## REQUIREMENTS:
Please pull out every line in the records below that contains the word "sign", copying each line in full.

Location annotation dataset excerpts:
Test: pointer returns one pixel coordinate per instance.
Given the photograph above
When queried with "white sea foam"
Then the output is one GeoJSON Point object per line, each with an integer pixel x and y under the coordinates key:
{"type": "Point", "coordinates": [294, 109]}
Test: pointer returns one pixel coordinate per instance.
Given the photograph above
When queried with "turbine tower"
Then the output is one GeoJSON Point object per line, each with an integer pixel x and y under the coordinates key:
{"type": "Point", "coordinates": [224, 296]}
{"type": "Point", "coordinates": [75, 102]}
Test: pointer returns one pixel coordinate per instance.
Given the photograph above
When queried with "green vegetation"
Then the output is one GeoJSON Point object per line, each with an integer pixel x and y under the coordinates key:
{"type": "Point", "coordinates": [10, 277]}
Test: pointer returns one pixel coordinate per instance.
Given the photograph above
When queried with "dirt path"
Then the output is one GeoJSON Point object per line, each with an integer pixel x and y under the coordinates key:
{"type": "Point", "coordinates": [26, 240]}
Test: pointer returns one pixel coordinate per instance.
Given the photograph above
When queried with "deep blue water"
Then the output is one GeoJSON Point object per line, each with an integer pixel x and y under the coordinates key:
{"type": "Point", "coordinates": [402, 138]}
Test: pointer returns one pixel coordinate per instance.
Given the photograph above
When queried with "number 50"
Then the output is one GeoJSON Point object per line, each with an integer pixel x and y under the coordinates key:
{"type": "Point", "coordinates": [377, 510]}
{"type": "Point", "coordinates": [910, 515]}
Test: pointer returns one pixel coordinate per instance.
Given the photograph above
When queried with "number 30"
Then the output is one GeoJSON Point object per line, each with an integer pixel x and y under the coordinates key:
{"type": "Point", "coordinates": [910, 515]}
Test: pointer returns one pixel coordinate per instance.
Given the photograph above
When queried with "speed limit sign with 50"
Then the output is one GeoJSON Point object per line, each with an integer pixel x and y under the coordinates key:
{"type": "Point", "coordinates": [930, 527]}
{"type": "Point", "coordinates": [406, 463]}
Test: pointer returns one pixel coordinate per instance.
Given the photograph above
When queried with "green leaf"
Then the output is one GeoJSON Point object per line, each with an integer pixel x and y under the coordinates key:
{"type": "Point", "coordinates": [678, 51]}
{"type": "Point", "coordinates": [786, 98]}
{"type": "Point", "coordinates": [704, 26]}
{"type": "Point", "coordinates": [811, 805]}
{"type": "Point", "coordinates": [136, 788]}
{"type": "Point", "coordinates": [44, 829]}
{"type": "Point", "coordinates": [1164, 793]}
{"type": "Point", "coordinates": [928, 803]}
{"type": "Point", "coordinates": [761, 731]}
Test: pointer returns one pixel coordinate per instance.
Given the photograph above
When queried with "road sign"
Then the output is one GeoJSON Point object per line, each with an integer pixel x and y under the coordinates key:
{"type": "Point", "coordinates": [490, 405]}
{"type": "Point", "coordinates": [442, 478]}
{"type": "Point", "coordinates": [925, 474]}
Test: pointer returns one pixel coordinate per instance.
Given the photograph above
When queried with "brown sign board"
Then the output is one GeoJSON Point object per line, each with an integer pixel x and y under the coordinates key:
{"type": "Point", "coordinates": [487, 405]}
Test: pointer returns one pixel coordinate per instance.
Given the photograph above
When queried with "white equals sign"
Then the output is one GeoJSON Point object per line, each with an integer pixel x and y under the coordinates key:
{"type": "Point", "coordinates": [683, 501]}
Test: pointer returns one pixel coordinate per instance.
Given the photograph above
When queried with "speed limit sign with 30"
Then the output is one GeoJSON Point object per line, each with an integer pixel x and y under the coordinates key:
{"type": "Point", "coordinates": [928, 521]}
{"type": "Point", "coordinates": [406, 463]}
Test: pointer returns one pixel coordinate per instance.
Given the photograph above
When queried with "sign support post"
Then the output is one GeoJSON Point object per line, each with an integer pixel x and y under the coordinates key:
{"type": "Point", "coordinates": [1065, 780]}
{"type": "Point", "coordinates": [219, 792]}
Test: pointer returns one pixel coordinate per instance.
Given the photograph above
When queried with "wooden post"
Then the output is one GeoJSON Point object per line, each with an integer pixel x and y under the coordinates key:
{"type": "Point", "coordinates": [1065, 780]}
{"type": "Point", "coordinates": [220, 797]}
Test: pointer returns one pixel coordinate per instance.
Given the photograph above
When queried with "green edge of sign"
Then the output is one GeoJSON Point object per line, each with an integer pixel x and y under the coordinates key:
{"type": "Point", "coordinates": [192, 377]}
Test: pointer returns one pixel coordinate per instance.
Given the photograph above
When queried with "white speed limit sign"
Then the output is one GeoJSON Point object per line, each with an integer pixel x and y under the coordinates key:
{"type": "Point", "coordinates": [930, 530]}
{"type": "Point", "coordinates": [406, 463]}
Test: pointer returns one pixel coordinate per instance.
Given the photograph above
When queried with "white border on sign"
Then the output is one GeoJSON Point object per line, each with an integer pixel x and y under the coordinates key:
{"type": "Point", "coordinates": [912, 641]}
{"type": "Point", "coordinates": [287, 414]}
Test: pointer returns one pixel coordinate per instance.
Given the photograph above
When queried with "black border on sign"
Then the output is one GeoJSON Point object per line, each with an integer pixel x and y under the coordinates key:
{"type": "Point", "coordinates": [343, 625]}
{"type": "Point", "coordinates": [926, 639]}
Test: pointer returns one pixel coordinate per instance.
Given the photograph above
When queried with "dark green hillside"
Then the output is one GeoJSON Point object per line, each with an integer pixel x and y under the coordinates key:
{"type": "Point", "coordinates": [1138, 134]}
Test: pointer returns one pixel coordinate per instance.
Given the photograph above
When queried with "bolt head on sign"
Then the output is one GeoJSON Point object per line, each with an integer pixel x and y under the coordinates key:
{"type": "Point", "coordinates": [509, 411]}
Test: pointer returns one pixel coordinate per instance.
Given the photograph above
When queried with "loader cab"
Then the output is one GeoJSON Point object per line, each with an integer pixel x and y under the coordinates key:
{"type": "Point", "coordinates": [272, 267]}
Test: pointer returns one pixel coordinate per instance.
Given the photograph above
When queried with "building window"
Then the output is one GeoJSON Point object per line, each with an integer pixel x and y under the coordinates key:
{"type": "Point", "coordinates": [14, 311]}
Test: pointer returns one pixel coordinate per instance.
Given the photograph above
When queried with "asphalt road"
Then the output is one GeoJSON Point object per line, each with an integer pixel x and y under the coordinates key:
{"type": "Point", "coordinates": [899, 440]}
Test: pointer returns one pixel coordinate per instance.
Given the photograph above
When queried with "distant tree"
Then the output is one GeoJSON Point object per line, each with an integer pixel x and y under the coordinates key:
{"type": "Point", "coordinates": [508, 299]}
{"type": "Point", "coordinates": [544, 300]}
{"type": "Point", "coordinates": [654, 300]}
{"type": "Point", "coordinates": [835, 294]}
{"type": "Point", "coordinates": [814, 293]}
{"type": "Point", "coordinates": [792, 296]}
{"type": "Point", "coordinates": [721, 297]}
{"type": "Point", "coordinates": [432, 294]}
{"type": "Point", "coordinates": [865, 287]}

## TASK RESULT:
When queried with "speed limit sign with 50"
When queried with "road sign"
When queried with "brown sign board"
When queried with "white equals sign"
When queried with "speed limit sign with 30"
When queried with "sign support post"
When queried with "green edge of sign"
When queried with "white speed limit sign"
When queried with "white border on sign"
When queried with "black border on sign"
When queried with "bolt head on sign"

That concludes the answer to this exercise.